Data listing
■ ■ ■ ■ ■

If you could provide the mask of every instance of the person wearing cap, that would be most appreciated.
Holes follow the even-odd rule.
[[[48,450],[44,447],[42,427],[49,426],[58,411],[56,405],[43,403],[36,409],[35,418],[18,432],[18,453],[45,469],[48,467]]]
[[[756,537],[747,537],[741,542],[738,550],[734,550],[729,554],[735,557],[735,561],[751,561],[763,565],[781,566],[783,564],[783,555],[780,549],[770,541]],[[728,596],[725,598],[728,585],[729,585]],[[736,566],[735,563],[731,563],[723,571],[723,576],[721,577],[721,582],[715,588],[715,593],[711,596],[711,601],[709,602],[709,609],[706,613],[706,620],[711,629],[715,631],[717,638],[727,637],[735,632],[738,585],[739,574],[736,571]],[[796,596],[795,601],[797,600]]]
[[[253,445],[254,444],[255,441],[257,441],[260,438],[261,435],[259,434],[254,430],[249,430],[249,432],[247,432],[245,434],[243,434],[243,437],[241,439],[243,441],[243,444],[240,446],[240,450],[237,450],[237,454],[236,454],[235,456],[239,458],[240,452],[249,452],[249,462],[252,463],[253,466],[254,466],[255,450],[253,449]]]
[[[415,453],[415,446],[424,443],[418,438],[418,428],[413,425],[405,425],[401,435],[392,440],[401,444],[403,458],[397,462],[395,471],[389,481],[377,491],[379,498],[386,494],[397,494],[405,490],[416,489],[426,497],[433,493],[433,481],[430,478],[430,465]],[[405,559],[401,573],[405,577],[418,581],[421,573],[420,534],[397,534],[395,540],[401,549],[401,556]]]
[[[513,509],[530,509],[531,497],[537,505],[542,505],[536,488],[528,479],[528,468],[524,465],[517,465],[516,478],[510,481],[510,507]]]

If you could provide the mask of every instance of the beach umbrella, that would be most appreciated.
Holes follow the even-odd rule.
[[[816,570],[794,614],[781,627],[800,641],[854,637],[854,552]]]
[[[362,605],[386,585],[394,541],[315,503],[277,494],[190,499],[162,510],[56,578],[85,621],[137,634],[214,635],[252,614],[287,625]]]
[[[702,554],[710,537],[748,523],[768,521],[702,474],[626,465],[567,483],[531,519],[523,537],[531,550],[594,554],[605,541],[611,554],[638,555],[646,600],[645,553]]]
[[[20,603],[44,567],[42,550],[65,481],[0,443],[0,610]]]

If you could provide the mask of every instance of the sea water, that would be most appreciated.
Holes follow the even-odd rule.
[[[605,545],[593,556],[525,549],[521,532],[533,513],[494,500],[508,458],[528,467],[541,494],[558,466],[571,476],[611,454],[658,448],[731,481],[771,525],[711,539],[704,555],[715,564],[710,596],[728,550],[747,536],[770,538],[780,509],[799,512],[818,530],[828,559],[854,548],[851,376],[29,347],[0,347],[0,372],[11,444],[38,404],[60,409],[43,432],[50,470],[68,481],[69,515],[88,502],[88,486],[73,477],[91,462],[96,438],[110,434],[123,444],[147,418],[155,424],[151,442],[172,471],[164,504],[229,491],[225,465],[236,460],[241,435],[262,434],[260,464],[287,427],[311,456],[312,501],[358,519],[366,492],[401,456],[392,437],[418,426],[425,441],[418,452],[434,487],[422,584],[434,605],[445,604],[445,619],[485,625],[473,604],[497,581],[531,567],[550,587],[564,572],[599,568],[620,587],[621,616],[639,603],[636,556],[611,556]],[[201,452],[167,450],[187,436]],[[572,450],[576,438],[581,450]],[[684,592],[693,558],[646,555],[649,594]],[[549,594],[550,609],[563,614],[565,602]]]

■ ■ ■ ■ ■

● EXERCISE BRIEF
Please reproduce all of the lines above word for word.

● RESULT OF THE TASK
If you could provide the mask of every instance of the person wearing cap, that would be most appreciated.
Holes follow the even-odd rule.
[[[48,450],[44,447],[42,427],[49,426],[58,411],[56,405],[43,403],[36,409],[35,418],[18,432],[18,453],[45,469],[48,467]]]
[[[756,537],[747,537],[741,542],[738,550],[734,550],[729,554],[735,557],[735,561],[751,561],[763,565],[781,566],[783,564],[783,555],[780,549],[770,541]],[[728,596],[725,598],[728,585],[729,585]],[[736,566],[735,563],[731,563],[723,571],[723,576],[721,577],[721,582],[715,588],[715,593],[711,596],[711,601],[709,602],[709,609],[706,613],[706,620],[711,629],[715,631],[717,638],[727,637],[735,632],[738,585],[739,574],[736,571]],[[796,596],[795,601],[797,600]]]
[[[253,445],[254,444],[255,441],[257,441],[260,438],[261,435],[259,434],[254,430],[249,430],[249,432],[247,432],[245,434],[243,434],[243,437],[241,439],[243,441],[243,444],[240,446],[240,450],[237,450],[237,454],[236,454],[235,456],[239,458],[240,452],[249,452],[249,462],[252,463],[253,466],[254,466],[255,450],[253,449]]]
[[[415,453],[415,446],[424,443],[418,438],[418,428],[413,425],[405,425],[401,435],[392,440],[401,444],[403,458],[397,462],[395,471],[389,481],[377,491],[379,498],[386,494],[397,494],[405,490],[416,489],[426,497],[433,493],[433,481],[430,478],[430,465]],[[405,559],[401,573],[405,577],[418,581],[421,573],[420,534],[397,534],[395,540],[401,549],[401,556]]]
[[[513,509],[530,509],[531,497],[537,505],[542,505],[536,488],[528,479],[528,468],[524,465],[517,465],[516,478],[510,481],[510,507]]]

If you could provide the mask of every instance of the beach umbrella, that would be most appreciated.
Holes follow the even-odd rule.
[[[816,570],[794,614],[781,627],[800,641],[854,637],[854,552]]]
[[[362,605],[386,585],[394,541],[315,503],[277,494],[190,499],[162,510],[56,578],[85,621],[137,634],[214,635],[252,614],[287,625]]]
[[[702,554],[710,537],[748,523],[768,521],[702,474],[626,465],[567,483],[531,519],[523,537],[531,550],[594,554],[605,541],[611,554],[638,555],[646,600],[645,553]]]
[[[20,603],[44,567],[42,550],[65,481],[0,443],[0,610]]]

If you could provide the mask of every instance of the sea water, that would be most appreciated.
Holes follow the even-odd rule.
[[[605,545],[593,556],[525,549],[521,532],[533,513],[494,500],[508,458],[528,467],[541,494],[558,466],[571,476],[611,454],[658,448],[731,481],[771,525],[711,539],[704,555],[715,564],[710,596],[728,550],[747,536],[770,538],[780,509],[799,512],[818,530],[828,559],[854,548],[851,376],[29,347],[0,347],[0,372],[11,444],[38,404],[60,409],[43,432],[50,470],[68,481],[69,515],[88,502],[88,486],[73,477],[91,462],[96,438],[110,434],[123,444],[147,418],[155,424],[151,442],[172,471],[164,504],[229,491],[225,465],[236,460],[241,435],[262,434],[260,464],[287,427],[311,456],[312,501],[358,519],[366,492],[401,456],[392,437],[418,426],[425,441],[418,452],[434,487],[422,584],[434,605],[445,604],[445,619],[485,625],[473,604],[497,581],[531,567],[550,587],[564,572],[599,568],[620,587],[621,616],[639,603],[636,556],[611,556]],[[201,452],[167,450],[187,436]],[[572,450],[576,438],[581,450]],[[684,592],[693,558],[646,555],[649,594]],[[549,594],[550,609],[563,614],[565,602]]]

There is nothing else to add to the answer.